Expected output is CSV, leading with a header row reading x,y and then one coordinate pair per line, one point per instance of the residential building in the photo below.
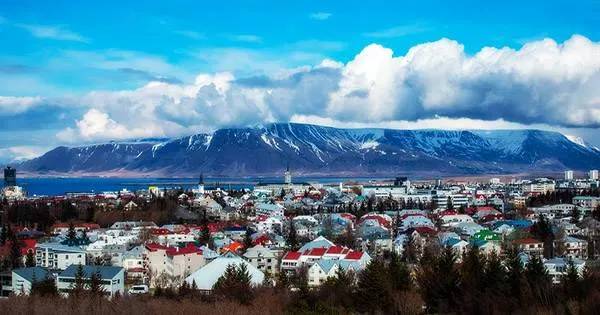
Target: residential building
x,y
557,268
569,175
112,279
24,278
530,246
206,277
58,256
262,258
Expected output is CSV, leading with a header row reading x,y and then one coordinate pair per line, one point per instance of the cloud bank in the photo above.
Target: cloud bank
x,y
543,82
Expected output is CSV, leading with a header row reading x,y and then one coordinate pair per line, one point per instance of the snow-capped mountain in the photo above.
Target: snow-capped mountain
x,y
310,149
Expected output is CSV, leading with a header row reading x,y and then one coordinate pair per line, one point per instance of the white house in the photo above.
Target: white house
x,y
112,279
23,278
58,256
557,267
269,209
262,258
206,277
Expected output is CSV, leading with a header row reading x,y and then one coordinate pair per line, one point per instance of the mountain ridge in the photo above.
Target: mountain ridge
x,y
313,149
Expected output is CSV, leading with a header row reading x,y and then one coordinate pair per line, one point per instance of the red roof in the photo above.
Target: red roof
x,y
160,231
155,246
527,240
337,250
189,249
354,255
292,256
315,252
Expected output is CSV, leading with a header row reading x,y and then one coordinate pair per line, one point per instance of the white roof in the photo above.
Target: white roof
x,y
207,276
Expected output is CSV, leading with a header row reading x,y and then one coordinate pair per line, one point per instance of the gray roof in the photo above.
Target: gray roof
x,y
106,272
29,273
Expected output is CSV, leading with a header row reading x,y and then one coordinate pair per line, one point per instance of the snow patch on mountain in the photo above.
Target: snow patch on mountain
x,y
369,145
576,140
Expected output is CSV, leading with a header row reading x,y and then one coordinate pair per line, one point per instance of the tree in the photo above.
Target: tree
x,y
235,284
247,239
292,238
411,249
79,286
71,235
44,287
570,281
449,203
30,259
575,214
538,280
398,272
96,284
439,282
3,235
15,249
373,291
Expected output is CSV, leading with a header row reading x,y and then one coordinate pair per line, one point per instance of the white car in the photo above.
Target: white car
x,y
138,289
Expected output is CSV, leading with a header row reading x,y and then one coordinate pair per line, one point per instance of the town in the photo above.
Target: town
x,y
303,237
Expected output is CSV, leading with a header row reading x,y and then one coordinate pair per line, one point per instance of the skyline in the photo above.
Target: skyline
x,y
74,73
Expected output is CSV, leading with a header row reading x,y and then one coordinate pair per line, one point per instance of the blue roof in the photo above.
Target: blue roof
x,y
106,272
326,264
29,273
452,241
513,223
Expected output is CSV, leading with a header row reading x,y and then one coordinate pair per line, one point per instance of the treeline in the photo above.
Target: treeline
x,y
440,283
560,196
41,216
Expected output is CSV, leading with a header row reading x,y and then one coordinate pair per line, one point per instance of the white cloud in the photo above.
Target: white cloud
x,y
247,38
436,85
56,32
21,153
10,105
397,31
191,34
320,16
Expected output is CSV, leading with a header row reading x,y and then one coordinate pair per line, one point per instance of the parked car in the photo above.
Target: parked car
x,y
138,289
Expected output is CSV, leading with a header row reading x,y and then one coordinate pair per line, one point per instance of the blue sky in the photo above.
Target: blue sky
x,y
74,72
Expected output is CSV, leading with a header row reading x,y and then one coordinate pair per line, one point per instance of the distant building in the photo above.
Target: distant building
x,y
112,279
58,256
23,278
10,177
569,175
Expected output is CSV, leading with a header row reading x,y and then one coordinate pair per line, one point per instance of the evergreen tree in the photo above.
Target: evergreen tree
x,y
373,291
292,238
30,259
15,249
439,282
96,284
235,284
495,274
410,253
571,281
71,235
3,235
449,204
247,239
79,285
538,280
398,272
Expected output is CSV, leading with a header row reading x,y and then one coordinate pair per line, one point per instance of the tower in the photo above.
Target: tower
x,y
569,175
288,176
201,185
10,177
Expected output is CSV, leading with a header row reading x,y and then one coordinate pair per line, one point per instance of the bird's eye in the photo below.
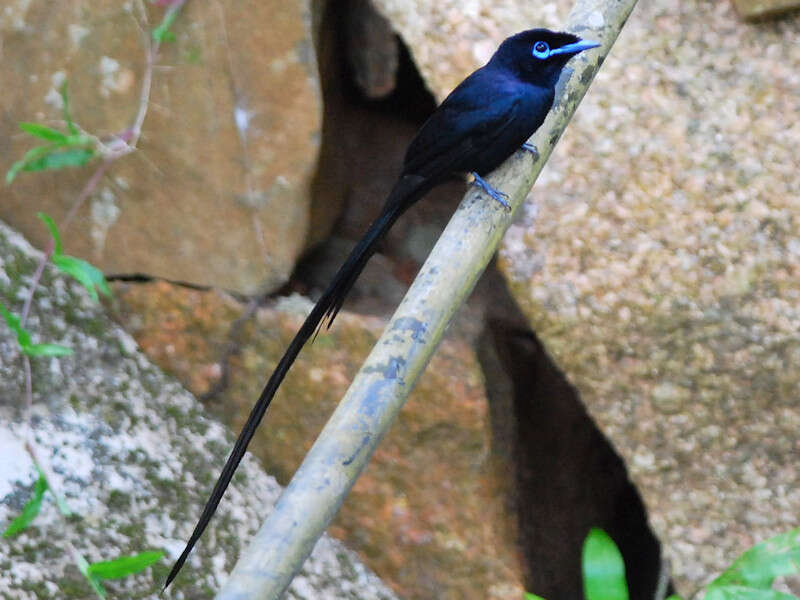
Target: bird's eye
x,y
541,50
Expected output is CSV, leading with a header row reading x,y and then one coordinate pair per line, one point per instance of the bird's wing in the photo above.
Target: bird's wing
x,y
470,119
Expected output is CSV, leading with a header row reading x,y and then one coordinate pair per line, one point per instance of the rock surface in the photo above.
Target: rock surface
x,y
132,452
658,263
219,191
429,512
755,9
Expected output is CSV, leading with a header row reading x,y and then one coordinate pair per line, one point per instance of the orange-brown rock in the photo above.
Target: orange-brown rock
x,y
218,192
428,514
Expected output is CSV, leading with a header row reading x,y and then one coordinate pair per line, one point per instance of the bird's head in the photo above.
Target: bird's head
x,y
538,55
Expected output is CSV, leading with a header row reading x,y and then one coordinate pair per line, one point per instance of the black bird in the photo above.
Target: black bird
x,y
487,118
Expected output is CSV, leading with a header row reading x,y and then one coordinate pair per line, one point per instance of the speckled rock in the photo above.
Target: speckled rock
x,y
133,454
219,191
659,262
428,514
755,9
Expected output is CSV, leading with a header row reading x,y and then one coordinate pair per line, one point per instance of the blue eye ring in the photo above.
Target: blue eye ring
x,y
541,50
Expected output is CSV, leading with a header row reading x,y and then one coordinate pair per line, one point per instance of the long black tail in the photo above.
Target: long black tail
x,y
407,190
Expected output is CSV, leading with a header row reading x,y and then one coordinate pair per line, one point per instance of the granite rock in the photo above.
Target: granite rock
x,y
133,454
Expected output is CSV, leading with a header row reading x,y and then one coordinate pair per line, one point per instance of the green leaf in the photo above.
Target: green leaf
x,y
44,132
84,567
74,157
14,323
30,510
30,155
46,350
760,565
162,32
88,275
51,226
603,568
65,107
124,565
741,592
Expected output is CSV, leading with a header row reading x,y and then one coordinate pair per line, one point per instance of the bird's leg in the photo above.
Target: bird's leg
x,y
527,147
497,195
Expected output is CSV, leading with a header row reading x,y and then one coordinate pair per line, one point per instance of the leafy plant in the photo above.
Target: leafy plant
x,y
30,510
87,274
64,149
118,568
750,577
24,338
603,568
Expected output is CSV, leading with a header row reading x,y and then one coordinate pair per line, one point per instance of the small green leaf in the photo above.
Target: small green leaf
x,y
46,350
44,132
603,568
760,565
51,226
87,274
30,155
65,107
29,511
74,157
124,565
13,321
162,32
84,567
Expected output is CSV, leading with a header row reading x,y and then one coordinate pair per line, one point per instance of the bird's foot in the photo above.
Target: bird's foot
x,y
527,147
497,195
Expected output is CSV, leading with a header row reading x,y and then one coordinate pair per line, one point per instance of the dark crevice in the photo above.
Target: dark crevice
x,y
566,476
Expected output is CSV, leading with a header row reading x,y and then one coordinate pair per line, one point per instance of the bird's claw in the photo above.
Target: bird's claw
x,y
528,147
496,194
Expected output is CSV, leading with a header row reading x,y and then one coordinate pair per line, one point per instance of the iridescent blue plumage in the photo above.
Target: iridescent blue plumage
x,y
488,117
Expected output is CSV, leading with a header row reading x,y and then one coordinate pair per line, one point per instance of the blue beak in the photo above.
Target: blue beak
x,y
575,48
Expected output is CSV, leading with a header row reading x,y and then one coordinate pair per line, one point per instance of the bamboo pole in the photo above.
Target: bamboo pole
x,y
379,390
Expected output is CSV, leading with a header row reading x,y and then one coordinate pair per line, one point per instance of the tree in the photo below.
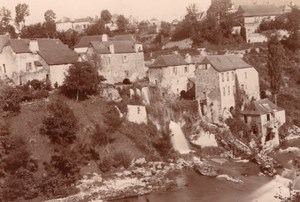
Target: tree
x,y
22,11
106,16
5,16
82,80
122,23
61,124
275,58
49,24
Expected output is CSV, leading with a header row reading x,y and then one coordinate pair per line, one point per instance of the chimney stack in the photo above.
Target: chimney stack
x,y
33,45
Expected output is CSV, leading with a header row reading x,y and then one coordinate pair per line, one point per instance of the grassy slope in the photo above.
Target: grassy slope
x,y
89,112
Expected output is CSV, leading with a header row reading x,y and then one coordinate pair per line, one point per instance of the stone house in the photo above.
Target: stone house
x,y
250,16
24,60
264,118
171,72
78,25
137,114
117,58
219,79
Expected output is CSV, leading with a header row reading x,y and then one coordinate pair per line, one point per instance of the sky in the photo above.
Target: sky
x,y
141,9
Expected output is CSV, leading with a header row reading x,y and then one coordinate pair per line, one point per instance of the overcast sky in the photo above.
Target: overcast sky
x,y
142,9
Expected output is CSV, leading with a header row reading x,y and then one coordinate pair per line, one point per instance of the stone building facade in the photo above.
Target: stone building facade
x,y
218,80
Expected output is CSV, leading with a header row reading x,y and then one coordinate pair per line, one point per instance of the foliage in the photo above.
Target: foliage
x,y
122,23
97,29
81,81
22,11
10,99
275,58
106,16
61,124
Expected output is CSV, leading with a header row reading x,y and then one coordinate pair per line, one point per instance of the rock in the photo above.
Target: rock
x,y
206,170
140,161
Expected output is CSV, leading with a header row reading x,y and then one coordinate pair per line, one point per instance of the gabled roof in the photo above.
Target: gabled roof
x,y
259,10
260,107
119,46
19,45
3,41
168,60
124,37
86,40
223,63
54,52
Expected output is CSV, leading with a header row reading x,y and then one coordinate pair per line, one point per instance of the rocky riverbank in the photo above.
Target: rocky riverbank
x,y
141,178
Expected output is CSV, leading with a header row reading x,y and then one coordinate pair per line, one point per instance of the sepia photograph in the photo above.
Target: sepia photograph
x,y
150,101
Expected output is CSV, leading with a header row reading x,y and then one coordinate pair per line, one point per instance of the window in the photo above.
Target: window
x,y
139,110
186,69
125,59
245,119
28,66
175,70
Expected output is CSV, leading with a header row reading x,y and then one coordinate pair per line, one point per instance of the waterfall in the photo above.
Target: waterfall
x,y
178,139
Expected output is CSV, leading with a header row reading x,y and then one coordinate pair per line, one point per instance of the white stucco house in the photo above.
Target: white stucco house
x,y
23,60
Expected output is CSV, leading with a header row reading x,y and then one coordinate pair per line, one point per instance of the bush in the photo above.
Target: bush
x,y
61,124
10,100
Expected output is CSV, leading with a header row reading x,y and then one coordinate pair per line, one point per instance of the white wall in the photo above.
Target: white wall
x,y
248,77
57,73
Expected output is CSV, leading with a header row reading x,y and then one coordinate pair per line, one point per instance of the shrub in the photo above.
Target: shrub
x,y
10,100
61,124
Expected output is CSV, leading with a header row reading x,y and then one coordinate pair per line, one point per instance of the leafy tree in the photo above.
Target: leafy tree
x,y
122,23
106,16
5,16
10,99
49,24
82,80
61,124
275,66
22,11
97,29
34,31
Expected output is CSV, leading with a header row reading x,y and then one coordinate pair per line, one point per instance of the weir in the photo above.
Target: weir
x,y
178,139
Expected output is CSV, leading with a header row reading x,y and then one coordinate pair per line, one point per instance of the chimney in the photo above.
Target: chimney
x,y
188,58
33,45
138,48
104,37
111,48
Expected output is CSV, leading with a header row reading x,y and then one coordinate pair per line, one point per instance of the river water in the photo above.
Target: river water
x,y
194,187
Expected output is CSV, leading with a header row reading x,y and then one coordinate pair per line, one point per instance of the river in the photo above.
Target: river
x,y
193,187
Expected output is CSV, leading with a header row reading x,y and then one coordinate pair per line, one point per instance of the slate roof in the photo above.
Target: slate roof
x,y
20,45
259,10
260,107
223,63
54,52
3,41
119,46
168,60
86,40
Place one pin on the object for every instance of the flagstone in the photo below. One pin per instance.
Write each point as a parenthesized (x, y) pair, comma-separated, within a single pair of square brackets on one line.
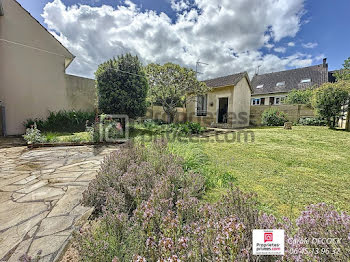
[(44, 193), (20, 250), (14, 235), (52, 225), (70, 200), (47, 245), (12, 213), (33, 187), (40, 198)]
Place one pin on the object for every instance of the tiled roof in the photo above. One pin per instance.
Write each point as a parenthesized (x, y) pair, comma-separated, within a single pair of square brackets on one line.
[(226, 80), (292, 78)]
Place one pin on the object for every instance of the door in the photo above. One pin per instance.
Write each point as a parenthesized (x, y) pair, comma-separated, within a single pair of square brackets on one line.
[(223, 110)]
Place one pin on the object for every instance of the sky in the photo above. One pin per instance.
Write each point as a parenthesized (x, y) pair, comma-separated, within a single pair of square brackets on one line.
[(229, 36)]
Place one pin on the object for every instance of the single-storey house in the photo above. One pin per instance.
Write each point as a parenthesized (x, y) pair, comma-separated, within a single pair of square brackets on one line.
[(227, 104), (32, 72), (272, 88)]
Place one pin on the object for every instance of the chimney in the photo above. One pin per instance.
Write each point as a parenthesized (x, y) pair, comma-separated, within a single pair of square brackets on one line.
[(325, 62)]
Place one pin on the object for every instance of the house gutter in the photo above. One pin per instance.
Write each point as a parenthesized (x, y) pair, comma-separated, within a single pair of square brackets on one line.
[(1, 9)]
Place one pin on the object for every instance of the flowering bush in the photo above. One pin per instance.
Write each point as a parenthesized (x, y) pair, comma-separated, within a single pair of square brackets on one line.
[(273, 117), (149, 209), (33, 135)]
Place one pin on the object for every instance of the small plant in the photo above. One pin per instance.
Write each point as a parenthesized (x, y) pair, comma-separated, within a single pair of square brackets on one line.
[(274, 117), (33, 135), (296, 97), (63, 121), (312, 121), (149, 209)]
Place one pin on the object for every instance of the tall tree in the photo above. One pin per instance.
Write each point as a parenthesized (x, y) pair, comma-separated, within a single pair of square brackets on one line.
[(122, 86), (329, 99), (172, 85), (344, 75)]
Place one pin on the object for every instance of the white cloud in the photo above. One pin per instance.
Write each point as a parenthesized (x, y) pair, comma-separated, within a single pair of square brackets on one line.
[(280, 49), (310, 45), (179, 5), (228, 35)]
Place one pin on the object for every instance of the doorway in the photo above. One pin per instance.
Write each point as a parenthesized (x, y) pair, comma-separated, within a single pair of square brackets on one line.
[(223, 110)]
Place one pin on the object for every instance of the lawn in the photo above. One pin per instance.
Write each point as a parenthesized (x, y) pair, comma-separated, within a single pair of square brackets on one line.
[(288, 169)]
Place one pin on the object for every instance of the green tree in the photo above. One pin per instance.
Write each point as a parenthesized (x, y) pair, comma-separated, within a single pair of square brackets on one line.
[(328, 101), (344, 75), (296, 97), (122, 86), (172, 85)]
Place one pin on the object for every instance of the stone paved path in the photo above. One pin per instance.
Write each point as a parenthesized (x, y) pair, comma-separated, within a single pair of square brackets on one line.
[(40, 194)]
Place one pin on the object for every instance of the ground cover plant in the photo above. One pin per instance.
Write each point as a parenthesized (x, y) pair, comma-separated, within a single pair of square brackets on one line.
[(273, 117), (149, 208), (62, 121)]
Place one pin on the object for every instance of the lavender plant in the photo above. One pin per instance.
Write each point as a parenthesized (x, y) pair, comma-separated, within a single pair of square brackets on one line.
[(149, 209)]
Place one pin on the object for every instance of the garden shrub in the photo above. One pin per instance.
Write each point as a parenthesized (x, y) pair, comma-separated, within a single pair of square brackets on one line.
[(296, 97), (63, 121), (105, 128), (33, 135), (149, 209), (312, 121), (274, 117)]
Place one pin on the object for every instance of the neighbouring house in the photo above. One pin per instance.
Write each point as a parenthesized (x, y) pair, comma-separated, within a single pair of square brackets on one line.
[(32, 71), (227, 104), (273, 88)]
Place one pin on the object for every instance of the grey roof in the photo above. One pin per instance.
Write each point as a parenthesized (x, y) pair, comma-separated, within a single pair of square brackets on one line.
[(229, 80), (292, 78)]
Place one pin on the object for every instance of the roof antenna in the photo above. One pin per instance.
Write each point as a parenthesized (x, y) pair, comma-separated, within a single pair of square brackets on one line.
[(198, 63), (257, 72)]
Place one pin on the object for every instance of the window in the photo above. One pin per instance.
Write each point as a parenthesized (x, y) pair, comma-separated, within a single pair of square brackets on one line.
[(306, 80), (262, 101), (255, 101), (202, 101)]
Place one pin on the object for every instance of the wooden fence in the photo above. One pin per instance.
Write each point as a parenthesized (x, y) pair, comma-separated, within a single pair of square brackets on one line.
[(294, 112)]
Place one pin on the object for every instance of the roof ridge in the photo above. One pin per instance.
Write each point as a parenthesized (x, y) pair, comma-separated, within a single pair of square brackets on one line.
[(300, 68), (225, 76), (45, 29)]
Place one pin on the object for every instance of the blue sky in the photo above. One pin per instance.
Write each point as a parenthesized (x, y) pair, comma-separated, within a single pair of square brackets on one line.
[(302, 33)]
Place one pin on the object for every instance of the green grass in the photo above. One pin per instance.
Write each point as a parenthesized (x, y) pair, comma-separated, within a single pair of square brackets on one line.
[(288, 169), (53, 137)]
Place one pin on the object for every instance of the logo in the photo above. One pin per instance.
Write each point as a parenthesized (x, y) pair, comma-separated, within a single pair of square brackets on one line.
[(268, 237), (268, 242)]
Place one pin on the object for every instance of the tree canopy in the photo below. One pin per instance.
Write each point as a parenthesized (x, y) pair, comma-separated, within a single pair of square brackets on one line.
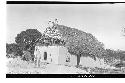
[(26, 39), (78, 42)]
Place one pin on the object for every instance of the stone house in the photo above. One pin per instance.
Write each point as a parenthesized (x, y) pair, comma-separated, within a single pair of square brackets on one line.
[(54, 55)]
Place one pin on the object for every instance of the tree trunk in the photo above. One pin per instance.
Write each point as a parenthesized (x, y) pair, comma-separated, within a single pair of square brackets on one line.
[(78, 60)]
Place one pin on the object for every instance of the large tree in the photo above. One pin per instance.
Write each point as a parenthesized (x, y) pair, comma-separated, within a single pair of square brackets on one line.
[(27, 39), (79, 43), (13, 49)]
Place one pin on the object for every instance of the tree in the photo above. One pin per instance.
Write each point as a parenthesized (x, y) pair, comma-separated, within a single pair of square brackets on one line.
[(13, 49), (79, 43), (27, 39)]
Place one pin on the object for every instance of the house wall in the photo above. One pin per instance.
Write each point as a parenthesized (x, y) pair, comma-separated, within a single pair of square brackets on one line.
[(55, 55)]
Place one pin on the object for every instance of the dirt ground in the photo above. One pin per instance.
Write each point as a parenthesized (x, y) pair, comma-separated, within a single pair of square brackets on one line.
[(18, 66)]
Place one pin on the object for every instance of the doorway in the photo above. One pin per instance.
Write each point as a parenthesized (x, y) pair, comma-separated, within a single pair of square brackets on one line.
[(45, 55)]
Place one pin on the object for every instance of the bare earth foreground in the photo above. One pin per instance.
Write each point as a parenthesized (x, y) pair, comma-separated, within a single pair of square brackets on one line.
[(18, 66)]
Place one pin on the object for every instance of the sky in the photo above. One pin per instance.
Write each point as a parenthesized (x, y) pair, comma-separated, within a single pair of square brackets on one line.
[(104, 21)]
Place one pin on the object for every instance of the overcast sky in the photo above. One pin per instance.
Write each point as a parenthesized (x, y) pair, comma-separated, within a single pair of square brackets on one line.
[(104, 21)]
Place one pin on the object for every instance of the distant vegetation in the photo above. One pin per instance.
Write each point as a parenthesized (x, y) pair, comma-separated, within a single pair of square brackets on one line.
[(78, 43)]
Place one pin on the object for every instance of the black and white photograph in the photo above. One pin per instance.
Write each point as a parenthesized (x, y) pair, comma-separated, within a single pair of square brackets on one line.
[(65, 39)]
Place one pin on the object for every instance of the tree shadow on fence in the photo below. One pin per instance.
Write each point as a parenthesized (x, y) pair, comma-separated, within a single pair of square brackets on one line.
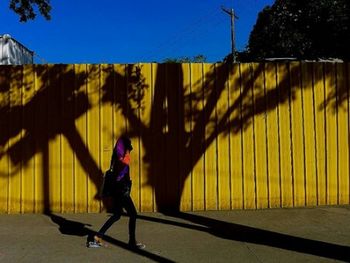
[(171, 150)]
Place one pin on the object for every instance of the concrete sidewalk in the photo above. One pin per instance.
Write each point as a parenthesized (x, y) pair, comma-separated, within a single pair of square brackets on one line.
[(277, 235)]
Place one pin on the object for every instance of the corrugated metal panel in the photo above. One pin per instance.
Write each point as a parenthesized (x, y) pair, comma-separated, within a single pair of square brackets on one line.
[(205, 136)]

• • •

- **Exercise aim**: Look back at the entries above. Retype the line with "beak in the photo above.", the line with "pole in the photo above.", and all lines in between.

- **Completed task**:
Expected output is CSV, leading with a header row reading x,y and then one coordinate pair per line, one point per instance of the blue beak in the photo above.
Target: blue beak
x,y
575,48
Expected output is CSV, leading with a header row reading x,y and then one coordinate pair per line, one point per instance of the bamboo pole in the photo above.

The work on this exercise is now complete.